PROBLEM DESCRIPTION: The answer must consist of the listing, reproduced exactly.

GIVEN DATA:
====
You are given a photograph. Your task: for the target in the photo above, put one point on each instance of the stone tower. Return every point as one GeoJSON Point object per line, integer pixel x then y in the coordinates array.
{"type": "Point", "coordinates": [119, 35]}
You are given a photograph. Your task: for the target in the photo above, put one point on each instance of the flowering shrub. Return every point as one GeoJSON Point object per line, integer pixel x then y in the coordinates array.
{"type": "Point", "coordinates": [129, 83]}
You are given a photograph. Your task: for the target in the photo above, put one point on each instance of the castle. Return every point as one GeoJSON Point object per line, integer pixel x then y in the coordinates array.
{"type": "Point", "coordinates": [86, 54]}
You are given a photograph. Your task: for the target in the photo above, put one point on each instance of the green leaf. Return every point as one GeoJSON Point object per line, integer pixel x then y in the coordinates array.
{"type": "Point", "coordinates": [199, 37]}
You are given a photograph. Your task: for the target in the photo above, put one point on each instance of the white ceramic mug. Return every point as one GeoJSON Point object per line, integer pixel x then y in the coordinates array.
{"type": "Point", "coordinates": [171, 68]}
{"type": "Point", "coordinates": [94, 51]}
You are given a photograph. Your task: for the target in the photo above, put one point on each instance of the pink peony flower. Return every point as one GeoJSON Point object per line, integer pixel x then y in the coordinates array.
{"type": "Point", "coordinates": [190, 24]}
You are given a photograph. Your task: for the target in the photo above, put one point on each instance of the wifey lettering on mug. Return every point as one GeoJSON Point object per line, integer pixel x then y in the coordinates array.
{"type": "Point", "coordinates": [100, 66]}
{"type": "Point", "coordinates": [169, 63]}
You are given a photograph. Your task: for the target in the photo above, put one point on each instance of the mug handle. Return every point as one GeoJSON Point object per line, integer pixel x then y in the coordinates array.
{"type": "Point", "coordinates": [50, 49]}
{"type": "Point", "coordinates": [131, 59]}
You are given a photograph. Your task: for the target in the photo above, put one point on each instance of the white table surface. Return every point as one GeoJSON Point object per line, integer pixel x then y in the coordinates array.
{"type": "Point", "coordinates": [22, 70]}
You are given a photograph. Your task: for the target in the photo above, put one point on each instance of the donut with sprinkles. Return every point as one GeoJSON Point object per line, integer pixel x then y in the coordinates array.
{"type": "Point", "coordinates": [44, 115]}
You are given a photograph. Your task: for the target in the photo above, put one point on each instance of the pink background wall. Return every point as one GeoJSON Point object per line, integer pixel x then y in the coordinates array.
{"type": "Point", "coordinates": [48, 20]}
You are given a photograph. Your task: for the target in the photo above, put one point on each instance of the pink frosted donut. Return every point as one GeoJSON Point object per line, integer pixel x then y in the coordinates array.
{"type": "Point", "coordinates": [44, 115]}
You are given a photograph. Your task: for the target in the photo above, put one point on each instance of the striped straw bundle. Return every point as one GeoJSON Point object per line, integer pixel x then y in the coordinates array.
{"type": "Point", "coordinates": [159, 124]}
====
TASK SOLUTION:
You are given a photograph. Your task: for the target in the photo above, put one point on each instance of the stone tower. Return every point as one GeoJSON Point object per line, integer pixel x then y in the coordinates array.
{"type": "Point", "coordinates": [119, 35]}
You are given a photograph. Your task: for the target in the photo above, put one point on each instance of the flowering shrub. Return every point as one GeoJSON Point object per line, integer pixel x then y in the coordinates array.
{"type": "Point", "coordinates": [129, 83]}
You are given a photograph. Your task: for the target in the photo above, put one point on each instance of the castle. Return every point as one GeoJSON Point object per line, integer pixel x then y in the coordinates array.
{"type": "Point", "coordinates": [86, 54]}
You are given a photograph. Your task: for the target in the photo above, put one point on each instance of the green leaf. Return every point as one GeoJSON Point object per line, integer pixel x then y in the coordinates array.
{"type": "Point", "coordinates": [199, 37]}
You are given a photograph. Your task: for the target in the photo above, put one point on each instance of the white ceramic mug. Return every point as one GeoJSON Point object per line, integer pixel x then y in the coordinates array.
{"type": "Point", "coordinates": [171, 68]}
{"type": "Point", "coordinates": [94, 51]}
You are given a photograph. Your task: for the target in the photo above, put one point on each instance of the pink peony flower. Return every point as one GeoJSON Point object per line, integer pixel x then y in the coordinates array.
{"type": "Point", "coordinates": [190, 24]}
You are given a photograph. Your task: for the target in the photo above, put one point on each instance of the wifey lettering on mug. Return every point as one GeoJSON Point object per line, integer pixel x then y in the coordinates array.
{"type": "Point", "coordinates": [100, 66]}
{"type": "Point", "coordinates": [169, 63]}
You are given a photograph. Your task: for the target in the photo above, put one point on each instance of the mug handle. Return every point as one GeoJSON Point object per line, integer pixel x then y in the coordinates array.
{"type": "Point", "coordinates": [50, 49]}
{"type": "Point", "coordinates": [131, 59]}
You are given a photograph. Your task: for the target in the photo above, put one point on each instance of the white table surface. Return every point as one GeoJSON Point object per line, integer pixel x then y in the coordinates array.
{"type": "Point", "coordinates": [22, 70]}
You are given a photograph. Your task: for the target in the photo above, put one point on each instance of the donut with sprinkles. Return every point as one GeoJSON Point object per line, integer pixel x then y in the coordinates array.
{"type": "Point", "coordinates": [44, 115]}
You are given a photograph. Your task: for the target in the photo above, put one point on each instance of the pink background wall. Return every point as one GeoJSON Point object per line, integer pixel x then y in the coordinates array.
{"type": "Point", "coordinates": [48, 20]}
You are given a photograph. Your task: for the target in the photo above, put one point on each instance of the pink frosted donut. Return every point as one GeoJSON Point object per line, integer pixel x then y in the coordinates array.
{"type": "Point", "coordinates": [44, 115]}
You are given a photograph. Your task: for the target in the photo above, put one point on each instance of the striped straw bundle. Return every point as one GeoJSON Point object per line, integer pixel x then y in the coordinates array.
{"type": "Point", "coordinates": [159, 124]}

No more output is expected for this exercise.